WHAT IS EXPECTED — Type out the piece on knitting below word for word, in full, keeping every line and mark unchanged.

---- TEXT FOR ANALYSIS

When I think about knitting, I cringe a bit. Not a recoil, but a nostalgia and longing to be able to do it. I don’t knit now, never gave it enough time – just as I didn’t stick with piano lessons to the concert pianist stage. I stopped knitting long before ever really learning how.

The biggest turn-on with knitting is the chuffing sense of achievement. Creating something useful - seeing it grow row upon row between your fingers.

With me, only one thing got finished – and that with help. I’m not patient. My mother’s invincible with a ball of wool and a pair of needles. She once knitted two jumpers in two weeks, off sick from work with a chest infection. She knits as naturally as she breathes. Sometimes I’d be given credit for a couple of rows in things she’d made. They would be the lumpy or holey bits.

I had my first proper go around 14. The idea wasn’t necessarily to end up with anything, just to knit. I love things with stripes, and set out to make something useless and stripey. My mad, bonkers scarf was born.

--------
---- DATA EXTRACT

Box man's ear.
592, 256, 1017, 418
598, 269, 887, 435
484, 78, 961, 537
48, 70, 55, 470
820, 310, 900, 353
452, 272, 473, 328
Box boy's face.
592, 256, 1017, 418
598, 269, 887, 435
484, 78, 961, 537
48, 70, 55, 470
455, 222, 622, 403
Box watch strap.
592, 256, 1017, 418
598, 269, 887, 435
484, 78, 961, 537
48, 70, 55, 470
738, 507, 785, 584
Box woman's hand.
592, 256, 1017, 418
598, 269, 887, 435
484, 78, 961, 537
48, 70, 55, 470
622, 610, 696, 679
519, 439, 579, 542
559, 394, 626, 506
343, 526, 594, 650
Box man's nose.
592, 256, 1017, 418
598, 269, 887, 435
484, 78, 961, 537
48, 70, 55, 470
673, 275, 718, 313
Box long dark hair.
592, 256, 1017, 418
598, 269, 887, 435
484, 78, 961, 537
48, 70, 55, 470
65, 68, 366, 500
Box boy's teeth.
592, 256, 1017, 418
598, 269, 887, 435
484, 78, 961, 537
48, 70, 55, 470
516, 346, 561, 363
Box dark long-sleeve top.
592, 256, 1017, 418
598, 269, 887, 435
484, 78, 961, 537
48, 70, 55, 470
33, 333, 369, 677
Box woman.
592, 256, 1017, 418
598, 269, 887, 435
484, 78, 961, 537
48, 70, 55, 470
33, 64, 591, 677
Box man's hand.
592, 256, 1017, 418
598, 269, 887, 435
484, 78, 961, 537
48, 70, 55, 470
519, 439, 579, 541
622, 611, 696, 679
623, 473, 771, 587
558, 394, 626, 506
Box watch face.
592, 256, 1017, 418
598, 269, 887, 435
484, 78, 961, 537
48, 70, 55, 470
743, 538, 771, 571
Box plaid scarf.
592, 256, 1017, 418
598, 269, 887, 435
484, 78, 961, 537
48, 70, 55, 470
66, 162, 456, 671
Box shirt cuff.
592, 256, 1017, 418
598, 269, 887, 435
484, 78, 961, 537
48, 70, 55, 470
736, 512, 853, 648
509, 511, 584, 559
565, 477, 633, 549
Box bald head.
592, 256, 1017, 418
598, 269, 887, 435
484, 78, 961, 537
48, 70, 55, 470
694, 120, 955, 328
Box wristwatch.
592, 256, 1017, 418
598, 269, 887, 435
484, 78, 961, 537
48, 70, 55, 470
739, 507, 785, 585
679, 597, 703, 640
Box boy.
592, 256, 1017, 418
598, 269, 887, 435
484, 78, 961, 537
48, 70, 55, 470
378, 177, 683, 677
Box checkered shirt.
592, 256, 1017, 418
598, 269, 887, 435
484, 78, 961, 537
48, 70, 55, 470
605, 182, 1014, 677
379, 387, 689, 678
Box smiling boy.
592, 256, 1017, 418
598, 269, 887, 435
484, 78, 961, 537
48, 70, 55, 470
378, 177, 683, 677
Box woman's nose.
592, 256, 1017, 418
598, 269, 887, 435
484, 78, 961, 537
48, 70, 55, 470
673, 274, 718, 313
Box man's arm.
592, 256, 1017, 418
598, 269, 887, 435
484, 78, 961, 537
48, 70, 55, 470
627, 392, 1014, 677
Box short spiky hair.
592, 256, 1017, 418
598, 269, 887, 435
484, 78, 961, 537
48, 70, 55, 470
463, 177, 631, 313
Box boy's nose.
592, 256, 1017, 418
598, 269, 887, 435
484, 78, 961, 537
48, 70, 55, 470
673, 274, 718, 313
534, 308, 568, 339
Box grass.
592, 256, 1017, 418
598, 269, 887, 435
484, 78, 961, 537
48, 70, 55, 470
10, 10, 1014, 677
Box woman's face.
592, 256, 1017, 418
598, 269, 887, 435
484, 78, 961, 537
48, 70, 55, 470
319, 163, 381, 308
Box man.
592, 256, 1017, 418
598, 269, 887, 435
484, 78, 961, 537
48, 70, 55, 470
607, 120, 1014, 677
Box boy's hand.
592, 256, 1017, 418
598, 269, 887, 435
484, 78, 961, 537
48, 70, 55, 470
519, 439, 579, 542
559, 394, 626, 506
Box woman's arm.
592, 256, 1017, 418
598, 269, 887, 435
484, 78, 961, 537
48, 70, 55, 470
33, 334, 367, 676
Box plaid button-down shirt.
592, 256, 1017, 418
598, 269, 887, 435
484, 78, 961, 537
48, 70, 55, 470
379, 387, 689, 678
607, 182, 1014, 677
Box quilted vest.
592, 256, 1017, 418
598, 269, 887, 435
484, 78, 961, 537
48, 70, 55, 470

--------

SOLUTION —
When I think about knitting, I cringe a bit. Not a recoil, but a nostalgia and longing to be able to do it. I don’t knit now, never gave it enough time – just as I didn’t stick with piano lessons to the concert pianist stage. I stopped knitting long before ever really learning how.

The biggest turn-on with knitting is the chuffing sense of achievement. Creating something useful - seeing it grow row upon row between your fingers.

With me, only one thing got finished – and that with help. I’m not patient. My mother’s invincible with a ball of wool and a pair of needles. She once knitted two jumpers in two weeks, off sick from work with a chest infection. She knits as naturally as she breathes. Sometimes I’d be given credit for a couple of rows in things she’d made. They would be the lumpy or holey bits.

I had my first proper go around 14. The idea wasn’t necessarily to end up with anything, just to knit. I love things with stripes, and set out to make something useless and stripey. My mad, bonkers scarf was born.